→ **Task**
The task calls for every line of the data to be retyped exactly.

[Records contained in a dataset]
┄┄┄┄┄┄┄┄┄┄┄┄┄┄┄┄┄┄┄┄
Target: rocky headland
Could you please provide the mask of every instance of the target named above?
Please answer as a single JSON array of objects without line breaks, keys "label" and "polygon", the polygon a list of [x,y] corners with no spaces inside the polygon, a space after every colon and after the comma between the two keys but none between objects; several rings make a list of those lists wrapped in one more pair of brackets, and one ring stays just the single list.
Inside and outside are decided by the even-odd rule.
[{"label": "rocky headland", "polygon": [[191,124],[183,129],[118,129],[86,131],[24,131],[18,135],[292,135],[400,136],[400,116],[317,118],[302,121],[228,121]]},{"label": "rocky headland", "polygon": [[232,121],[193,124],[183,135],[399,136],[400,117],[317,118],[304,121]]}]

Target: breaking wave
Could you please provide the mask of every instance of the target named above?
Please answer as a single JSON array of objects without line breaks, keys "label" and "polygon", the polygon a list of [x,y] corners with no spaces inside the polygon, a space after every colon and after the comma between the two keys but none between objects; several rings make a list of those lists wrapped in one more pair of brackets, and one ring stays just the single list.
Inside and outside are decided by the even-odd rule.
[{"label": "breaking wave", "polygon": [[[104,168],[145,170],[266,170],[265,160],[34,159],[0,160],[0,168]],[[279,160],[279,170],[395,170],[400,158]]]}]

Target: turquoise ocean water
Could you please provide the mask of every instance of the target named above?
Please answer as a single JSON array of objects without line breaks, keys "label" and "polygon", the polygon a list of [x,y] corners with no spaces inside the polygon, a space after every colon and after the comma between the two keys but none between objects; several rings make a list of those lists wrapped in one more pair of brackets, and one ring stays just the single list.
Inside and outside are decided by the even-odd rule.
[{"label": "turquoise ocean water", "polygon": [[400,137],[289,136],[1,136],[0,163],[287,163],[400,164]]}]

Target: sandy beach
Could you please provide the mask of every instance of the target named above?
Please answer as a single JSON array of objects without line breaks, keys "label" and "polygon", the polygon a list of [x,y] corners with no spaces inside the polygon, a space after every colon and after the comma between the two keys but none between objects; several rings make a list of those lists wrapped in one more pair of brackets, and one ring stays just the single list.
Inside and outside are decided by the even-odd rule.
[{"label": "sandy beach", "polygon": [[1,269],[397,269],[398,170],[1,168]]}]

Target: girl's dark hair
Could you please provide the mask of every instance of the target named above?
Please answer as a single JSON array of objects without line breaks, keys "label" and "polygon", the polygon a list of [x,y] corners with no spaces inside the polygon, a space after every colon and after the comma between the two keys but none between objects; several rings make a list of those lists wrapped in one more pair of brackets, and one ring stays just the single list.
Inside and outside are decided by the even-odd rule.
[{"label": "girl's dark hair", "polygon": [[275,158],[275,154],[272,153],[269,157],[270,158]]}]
┄┄┄┄┄┄┄┄┄┄┄┄┄┄┄┄┄┄┄┄
→ **Written response**
Target: rocky headland
Could you please provide the mask of every instance of the target named above?
Please answer as a single JSON array of objects without line breaks, keys "label" and "polygon", the polygon a list of [x,y] corners with no spaces inside the polygon, a space after every colon and after the comma between the two keys but none between objects; several rings make a list of those lists wrapped in one more pair of brackets, and one ring stays just the single list.
Inside and outside are decided by the even-odd rule.
[{"label": "rocky headland", "polygon": [[191,124],[183,129],[118,129],[86,131],[24,131],[18,135],[292,135],[400,136],[400,116],[317,118],[302,121],[228,121]]},{"label": "rocky headland", "polygon": [[232,121],[193,124],[183,135],[399,136],[400,117],[317,118],[304,121]]}]

Target: breaking wave
Could you please provide the mask of every instance of the target named above?
Please answer as a single JSON array of objects without line breaks, keys "label" and "polygon", the polygon a list of [x,y] corners with no spaces inside the polygon, a space after every colon and after the comma between the two keys but none between objects; several rings make a list of those lists wrapped in one more pair of brackets, and one ring stays just the single list.
Inside and outside are decided by the even-odd rule.
[{"label": "breaking wave", "polygon": [[[104,168],[145,170],[266,170],[265,160],[34,159],[0,160],[0,168]],[[279,160],[279,170],[395,170],[400,158]]]}]

Target: turquoise ocean water
Could you please provide the mask of every instance of the target named above?
Please answer as a single JSON array of objects without line breaks, keys "label" and "polygon", the polygon a list of [x,y] corners with no spaces inside the polygon, a space after every colon and after the comma between the two keys but none between objects; several rings make a list of those lists wrapped in one more pair of brackets, and one ring stays just the single list.
Inside and outside are decided by the even-odd rule.
[{"label": "turquoise ocean water", "polygon": [[400,137],[289,136],[1,136],[0,163],[287,163],[400,164]]}]

Target: sandy beach
Could you please provide the mask of every instance of the target named above?
Please answer as a single JSON array of objects without line breaks, keys "label" and "polygon", the polygon a list of [x,y] corners with no spaces inside the polygon, a space after every colon and after the comma between the two keys but none between objects; several rings make a list of those lists wrapped in one more pair of brackets, and one ring stays just the single list.
Inside and outside are decided by the even-odd rule.
[{"label": "sandy beach", "polygon": [[1,269],[397,269],[398,170],[1,168]]}]

Target: girl's dark hair
Could you please provide the mask of every instance of the target named above?
Please answer as a single JSON array of objects without line breaks, keys "label" and "polygon", the polygon a list of [x,y] corners with no spaces inside the polygon, a space after every colon and after the comma between the two keys but none between objects; several rings make a list of those lists wrapped in one more pair of brackets, and one ring stays just the single list.
Inside and outside are decided by the even-odd rule.
[{"label": "girl's dark hair", "polygon": [[275,158],[275,154],[272,153],[269,157],[270,158]]}]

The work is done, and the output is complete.